(Bounding box annotation rows)
______________________________
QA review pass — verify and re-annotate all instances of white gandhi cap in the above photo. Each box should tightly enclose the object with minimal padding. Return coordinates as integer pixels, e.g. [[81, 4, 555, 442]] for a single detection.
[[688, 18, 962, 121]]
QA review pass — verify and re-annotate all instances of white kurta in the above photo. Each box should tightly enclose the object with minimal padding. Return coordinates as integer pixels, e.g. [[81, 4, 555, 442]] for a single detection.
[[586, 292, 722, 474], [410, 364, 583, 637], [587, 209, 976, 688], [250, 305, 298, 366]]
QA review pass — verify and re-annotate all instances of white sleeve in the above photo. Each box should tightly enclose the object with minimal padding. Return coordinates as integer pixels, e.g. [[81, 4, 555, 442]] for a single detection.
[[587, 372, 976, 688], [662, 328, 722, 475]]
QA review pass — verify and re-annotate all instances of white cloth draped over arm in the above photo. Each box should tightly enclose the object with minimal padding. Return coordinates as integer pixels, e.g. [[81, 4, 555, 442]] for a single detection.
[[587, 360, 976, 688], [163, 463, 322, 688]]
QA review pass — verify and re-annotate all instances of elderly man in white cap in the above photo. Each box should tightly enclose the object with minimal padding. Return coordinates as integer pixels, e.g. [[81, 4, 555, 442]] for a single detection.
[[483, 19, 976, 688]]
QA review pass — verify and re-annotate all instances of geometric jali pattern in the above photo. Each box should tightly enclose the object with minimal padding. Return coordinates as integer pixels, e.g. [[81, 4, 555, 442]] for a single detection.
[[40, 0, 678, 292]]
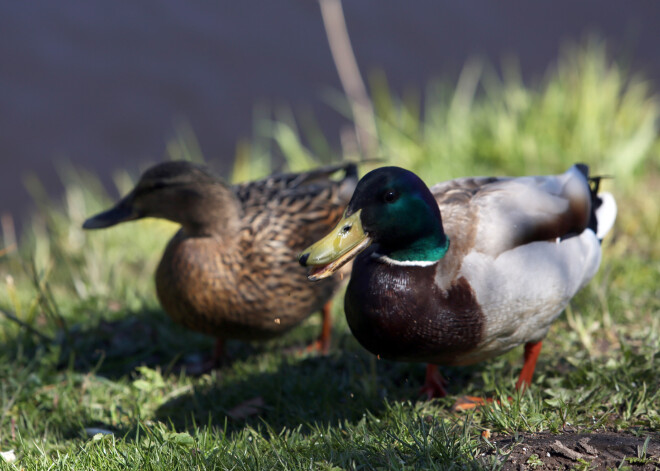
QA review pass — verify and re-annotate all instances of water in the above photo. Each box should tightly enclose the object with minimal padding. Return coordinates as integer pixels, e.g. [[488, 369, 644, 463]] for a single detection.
[[0, 0, 660, 229]]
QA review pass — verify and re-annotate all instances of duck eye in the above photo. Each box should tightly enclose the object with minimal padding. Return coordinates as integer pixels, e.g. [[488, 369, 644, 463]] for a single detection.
[[383, 190, 399, 203]]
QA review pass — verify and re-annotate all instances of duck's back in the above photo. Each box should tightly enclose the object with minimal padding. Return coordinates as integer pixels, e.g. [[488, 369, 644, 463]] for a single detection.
[[156, 164, 357, 340], [431, 166, 616, 363]]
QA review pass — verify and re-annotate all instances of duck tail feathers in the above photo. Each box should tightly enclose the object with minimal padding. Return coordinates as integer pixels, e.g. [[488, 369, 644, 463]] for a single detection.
[[576, 168, 617, 241]]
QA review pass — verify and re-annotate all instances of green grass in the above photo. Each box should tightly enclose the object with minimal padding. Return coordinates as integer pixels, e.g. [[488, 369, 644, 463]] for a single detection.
[[0, 42, 660, 470]]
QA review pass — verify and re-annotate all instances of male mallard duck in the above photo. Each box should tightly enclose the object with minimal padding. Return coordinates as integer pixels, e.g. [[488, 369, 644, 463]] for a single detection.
[[83, 161, 357, 368], [299, 164, 616, 406]]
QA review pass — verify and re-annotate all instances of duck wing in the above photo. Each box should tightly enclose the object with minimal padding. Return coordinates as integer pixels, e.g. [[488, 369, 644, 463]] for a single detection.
[[234, 163, 358, 250]]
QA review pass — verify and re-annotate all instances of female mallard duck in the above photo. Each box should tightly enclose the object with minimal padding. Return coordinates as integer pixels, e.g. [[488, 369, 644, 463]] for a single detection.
[[299, 164, 616, 406], [83, 161, 357, 368]]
______________________________
#### Required work
Shift every bounding box coordinate in the answers by adding 94 to it, and write out the rows from the start through the line with "[[0, 0, 660, 229]]", including that line. Keep the requests, and leave the pictures out.

#### Result
QA review pass — verify and re-annotate all instances of white gandhi cap in the above photo. Each box should tightly enclose the object with minimal padding. Return coordinates as integer pixels, e.g. [[81, 4, 555, 442]] for a single detection.
[[782, 112, 1056, 215]]
QA review pass — verify and re-annotate all instances of white kurta in the above photo. Each box should tightly enclose the object with minimal padding. Return coordinates as integer pixels, e.g. [[81, 4, 555, 442]] for a single detection.
[[680, 386, 816, 568], [504, 458, 677, 731], [681, 303, 1070, 782], [344, 399, 392, 460]]
QA review pass — verify and re-annotate all instances of white sleeve in the above photo. Each box should tightly enclose the object with minimal padding. Return coordinates as integer pixels, e.g. [[81, 4, 555, 442]] for a single detection.
[[681, 466, 1070, 782], [756, 422, 816, 569]]
QA review pass — verify and re-annotate all instances of white cloth draped over arm in the above photo. Each box should tightly enclose the object with minimal padding. Return coordinates as integer pixels, e.g. [[81, 4, 555, 442]] for a single detection.
[[681, 454, 1070, 782], [257, 557, 416, 782]]
QA review pass — verify and re-annotate all instances of elderly man in white cap in the above photo. Each box should tightly enclose the object with minimal padding. Return coordinates as integer pixels, e.g. [[81, 4, 555, 442]] for a single detection.
[[577, 113, 1070, 782]]
QA review pass — verify and re-annotate all instances of geometric jali pattern in the above photo. Each box should tightly enclose the object with minimal padding. Return coordinates as integer pixels, e.g. [[81, 4, 555, 442]] for a single detection.
[[134, 94, 772, 386]]
QA review pass — verify and re-annotate all instances of water in the above photo. Each box should tightly enclose the object with minimal padding. Return coordinates as integer pixels, e.g. [[488, 369, 644, 463]] for a single detection.
[[94, 94, 754, 323]]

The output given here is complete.